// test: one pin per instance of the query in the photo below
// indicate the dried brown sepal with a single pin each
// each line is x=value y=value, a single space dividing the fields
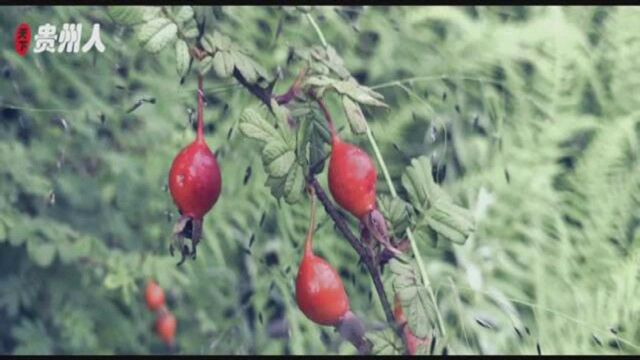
x=186 y=228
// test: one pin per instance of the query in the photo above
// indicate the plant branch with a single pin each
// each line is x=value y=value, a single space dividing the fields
x=412 y=240
x=265 y=96
x=371 y=266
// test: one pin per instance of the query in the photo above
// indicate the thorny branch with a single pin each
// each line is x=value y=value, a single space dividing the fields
x=265 y=95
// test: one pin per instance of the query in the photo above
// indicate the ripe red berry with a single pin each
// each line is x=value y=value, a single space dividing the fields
x=352 y=178
x=194 y=178
x=154 y=296
x=320 y=293
x=166 y=327
x=195 y=182
x=352 y=175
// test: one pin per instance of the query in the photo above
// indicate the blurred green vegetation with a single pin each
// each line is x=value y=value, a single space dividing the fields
x=530 y=113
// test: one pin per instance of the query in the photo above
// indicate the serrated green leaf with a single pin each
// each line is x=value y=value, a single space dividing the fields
x=182 y=57
x=253 y=125
x=319 y=81
x=397 y=212
x=205 y=65
x=157 y=34
x=273 y=150
x=208 y=43
x=281 y=165
x=184 y=13
x=363 y=96
x=451 y=224
x=219 y=65
x=228 y=62
x=276 y=185
x=221 y=41
x=245 y=66
x=191 y=30
x=413 y=298
x=357 y=122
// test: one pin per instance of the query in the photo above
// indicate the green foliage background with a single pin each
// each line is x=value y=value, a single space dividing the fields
x=531 y=113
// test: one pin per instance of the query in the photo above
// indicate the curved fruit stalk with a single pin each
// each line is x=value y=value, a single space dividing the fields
x=411 y=340
x=166 y=327
x=154 y=296
x=352 y=182
x=320 y=293
x=195 y=184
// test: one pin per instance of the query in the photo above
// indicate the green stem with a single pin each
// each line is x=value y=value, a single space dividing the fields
x=414 y=245
x=318 y=31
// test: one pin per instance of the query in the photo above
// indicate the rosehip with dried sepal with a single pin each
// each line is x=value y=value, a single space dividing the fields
x=166 y=325
x=154 y=296
x=195 y=184
x=320 y=293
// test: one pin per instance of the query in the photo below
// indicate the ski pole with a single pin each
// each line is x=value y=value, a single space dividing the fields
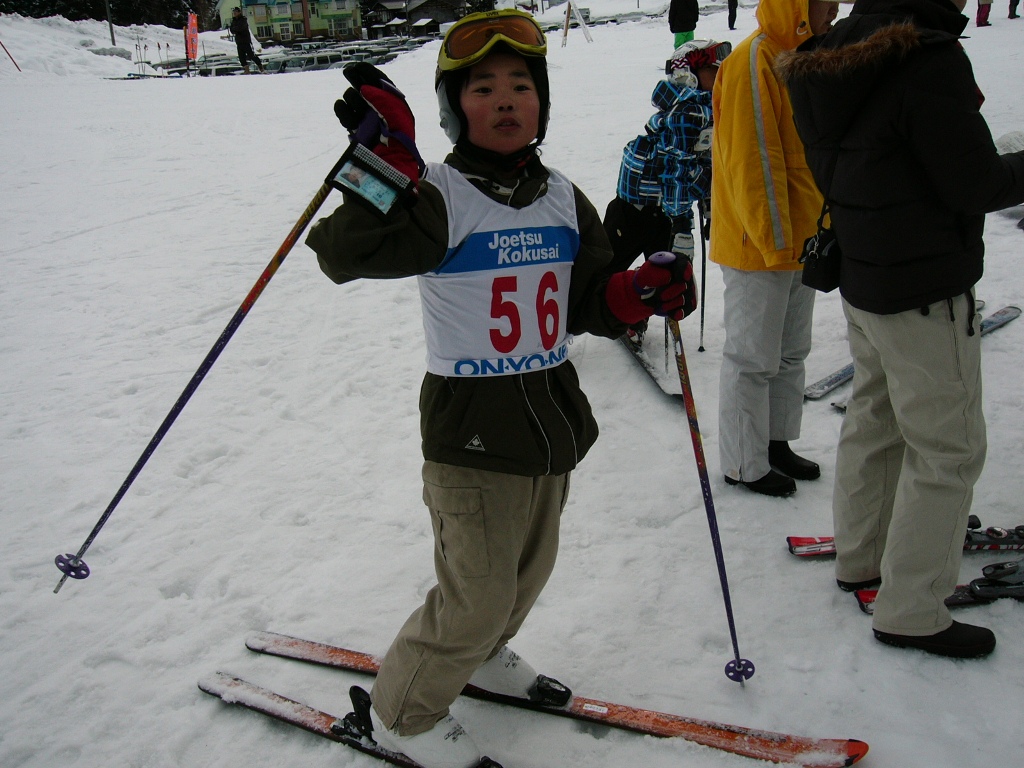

--------------------

Offset each coordinate in the answers by -103 and write out again everything from the start of the entries down to the line containing "x=530 y=113", with both ends included and the requests kept unchanged. Leave the pictures out.

• Answer:
// test: one pin per instance of the query in the photo below
// indicate the dried brown sepal with a single pin each
// each line is x=value y=value, a single space dividing the fields
x=83 y=125
// test: one pin per instance of the query in the photo above
// indicate the plant branch with a single pin each
// each line is x=value y=value, a single space dividing the fields
x=309 y=137
x=162 y=-7
x=268 y=163
// test: one pin per instance of the query in the photo above
// indicate the thorny branch with a single pin each
// each line is x=value y=value, a single space dividing the fields
x=162 y=-8
// test: one pin per instance of the query in the photo above
// indicate the ripe red berry with a single pin each
// each line is x=value y=value, a single space dividing the fields
x=249 y=75
x=91 y=75
x=51 y=193
x=217 y=190
x=63 y=224
x=92 y=79
x=249 y=72
// test: one pin per instance of the query in the photo above
// indicate the blurred green vegetation with a single pin each
// each line is x=value y=value, a single space dividing the fields
x=427 y=10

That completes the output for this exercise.